» EXERCISE OBJECTIVE: Find every line in the records below that contains the word "would", and copy each of those lines in full.
↓
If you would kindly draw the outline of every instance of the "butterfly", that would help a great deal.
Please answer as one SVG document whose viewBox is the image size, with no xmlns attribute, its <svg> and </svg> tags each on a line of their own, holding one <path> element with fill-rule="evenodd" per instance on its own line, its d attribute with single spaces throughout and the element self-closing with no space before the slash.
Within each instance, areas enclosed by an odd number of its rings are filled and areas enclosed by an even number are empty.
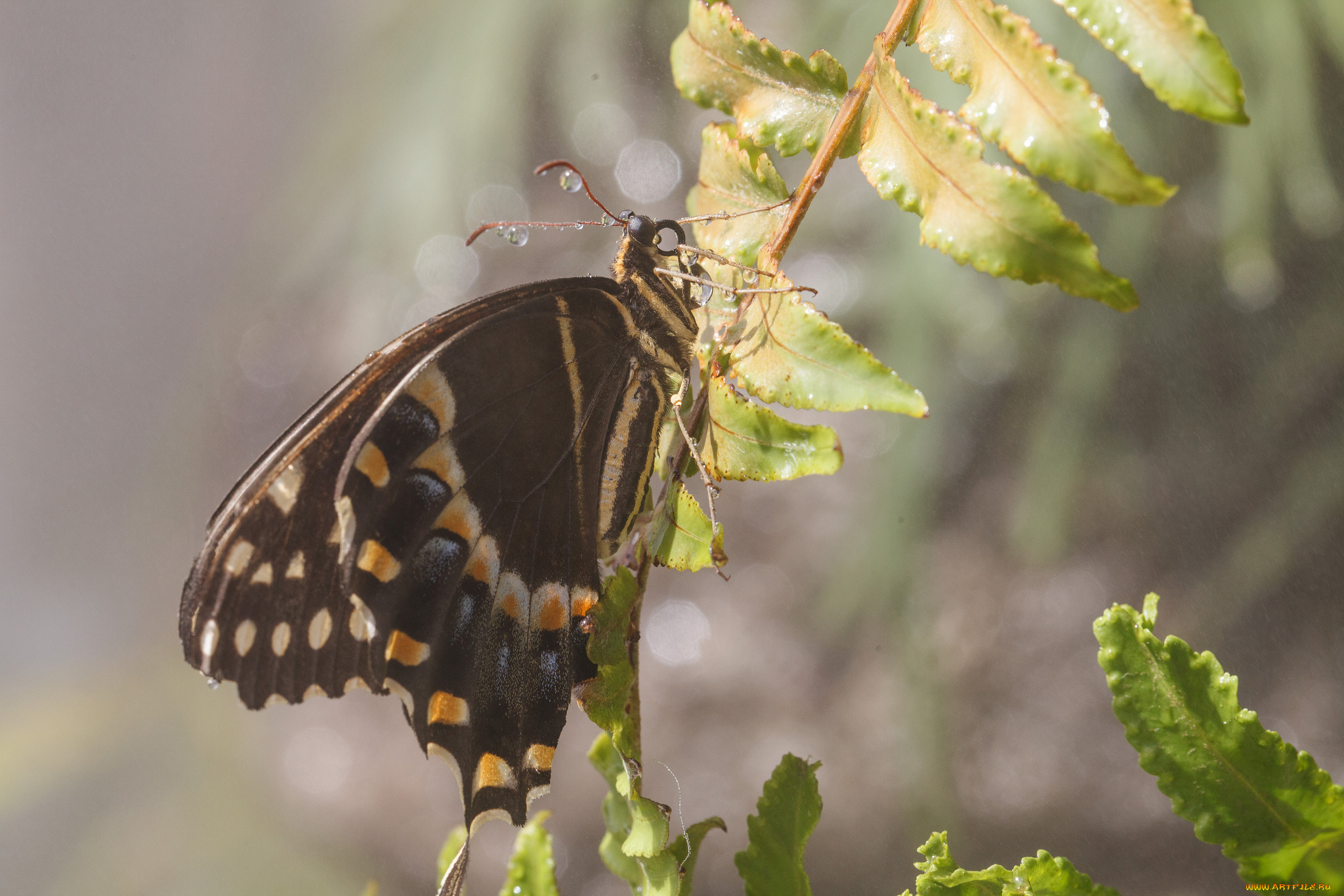
<svg viewBox="0 0 1344 896">
<path fill-rule="evenodd" d="M 538 172 L 556 165 L 582 179 Z M 582 223 L 624 228 L 612 278 L 495 293 L 371 353 L 234 486 L 183 587 L 187 662 L 249 708 L 401 697 L 469 830 L 526 823 L 550 789 L 597 674 L 598 563 L 642 506 L 712 282 L 681 270 L 679 222 Z"/>
</svg>

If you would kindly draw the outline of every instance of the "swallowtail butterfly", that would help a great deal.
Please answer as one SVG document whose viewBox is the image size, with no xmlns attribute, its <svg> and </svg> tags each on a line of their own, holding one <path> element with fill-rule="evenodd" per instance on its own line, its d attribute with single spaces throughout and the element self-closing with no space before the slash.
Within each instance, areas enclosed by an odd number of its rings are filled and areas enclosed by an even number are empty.
<svg viewBox="0 0 1344 896">
<path fill-rule="evenodd" d="M 469 830 L 523 825 L 550 789 L 571 690 L 597 673 L 598 560 L 691 373 L 699 302 L 657 273 L 681 227 L 601 223 L 625 230 L 612 278 L 495 293 L 370 355 L 234 486 L 183 588 L 187 662 L 249 708 L 401 697 Z"/>
</svg>

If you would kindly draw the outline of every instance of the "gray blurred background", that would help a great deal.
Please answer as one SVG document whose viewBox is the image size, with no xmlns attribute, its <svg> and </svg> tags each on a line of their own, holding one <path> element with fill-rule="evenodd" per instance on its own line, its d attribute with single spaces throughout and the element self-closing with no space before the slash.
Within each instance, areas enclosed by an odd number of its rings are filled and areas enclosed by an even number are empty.
<svg viewBox="0 0 1344 896">
<path fill-rule="evenodd" d="M 839 476 L 724 489 L 731 583 L 653 576 L 646 790 L 728 822 L 698 892 L 741 892 L 732 853 L 785 751 L 823 762 L 817 893 L 899 892 L 943 829 L 965 866 L 1048 849 L 1129 895 L 1241 889 L 1110 713 L 1090 623 L 1148 590 L 1160 634 L 1215 650 L 1344 776 L 1344 15 L 1198 4 L 1254 120 L 1219 129 L 1052 3 L 1012 5 L 1181 187 L 1159 210 L 1051 187 L 1144 306 L 960 269 L 837 165 L 785 269 L 933 416 L 835 415 Z M 738 12 L 853 75 L 890 4 Z M 681 211 L 722 118 L 671 83 L 684 23 L 679 0 L 0 3 L 0 889 L 431 892 L 461 806 L 398 701 L 243 711 L 181 661 L 180 583 L 233 481 L 366 352 L 605 270 L 614 235 L 591 227 L 461 247 L 481 218 L 591 214 L 535 164 Z M 960 105 L 917 50 L 896 59 Z M 573 711 L 534 807 L 571 896 L 622 892 L 595 854 L 594 735 Z M 473 892 L 512 836 L 487 827 Z"/>
</svg>

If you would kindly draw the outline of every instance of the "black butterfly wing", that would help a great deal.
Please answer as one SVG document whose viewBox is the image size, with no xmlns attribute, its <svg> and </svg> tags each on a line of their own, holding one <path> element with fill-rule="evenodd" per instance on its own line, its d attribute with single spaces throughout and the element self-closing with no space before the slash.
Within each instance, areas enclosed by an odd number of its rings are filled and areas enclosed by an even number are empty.
<svg viewBox="0 0 1344 896">
<path fill-rule="evenodd" d="M 523 823 L 595 672 L 599 540 L 648 481 L 665 394 L 637 341 L 618 286 L 583 278 L 383 349 L 216 513 L 183 592 L 188 662 L 254 708 L 395 690 L 468 821 Z"/>
</svg>

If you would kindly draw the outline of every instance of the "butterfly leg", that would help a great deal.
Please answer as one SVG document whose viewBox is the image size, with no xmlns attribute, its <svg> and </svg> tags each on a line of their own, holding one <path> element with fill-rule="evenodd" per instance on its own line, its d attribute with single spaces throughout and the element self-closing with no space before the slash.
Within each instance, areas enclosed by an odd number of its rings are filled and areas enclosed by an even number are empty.
<svg viewBox="0 0 1344 896">
<path fill-rule="evenodd" d="M 695 458 L 695 465 L 700 467 L 700 481 L 704 482 L 704 493 L 710 498 L 710 532 L 714 535 L 719 533 L 719 521 L 714 513 L 714 498 L 719 494 L 719 486 L 714 484 L 714 477 L 710 476 L 710 470 L 704 466 L 704 459 L 700 457 L 700 449 L 691 438 L 691 433 L 685 429 L 685 420 L 681 419 L 681 402 L 685 399 L 687 387 L 691 384 L 689 376 L 681 377 L 681 388 L 676 391 L 672 396 L 672 411 L 676 416 L 676 424 L 681 430 L 681 438 L 685 439 L 685 446 L 691 451 L 691 457 Z M 673 470 L 673 474 L 677 472 Z"/>
</svg>

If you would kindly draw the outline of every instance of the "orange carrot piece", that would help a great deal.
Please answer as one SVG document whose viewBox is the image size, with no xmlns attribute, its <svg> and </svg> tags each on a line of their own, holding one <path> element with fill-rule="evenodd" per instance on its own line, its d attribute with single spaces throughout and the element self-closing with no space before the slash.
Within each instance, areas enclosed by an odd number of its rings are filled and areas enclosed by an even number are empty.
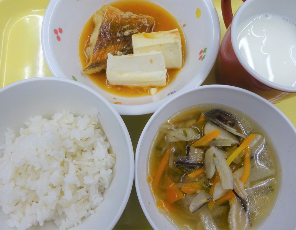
↑
» ANSWER TO THE EXERCISE:
If you would kindly draw the outline of every instance of the "butterfly", that would help a great deal.
If you would kindly draw the outline of every instance of the "swallowtail butterfly", that would help a great deal.
If you would kindly draw the outline of every instance of the "gray blurred background", that would help a great deal.
If you would kindly draw the outline of every instance of the "black butterfly wing", that would help a great deal.
If you would kindly draw the outline of every instance of the "butterfly leg", that would help a great deal.
If you would kindly draw the outline of every instance of the "orange carrot piece", that would help a great deal.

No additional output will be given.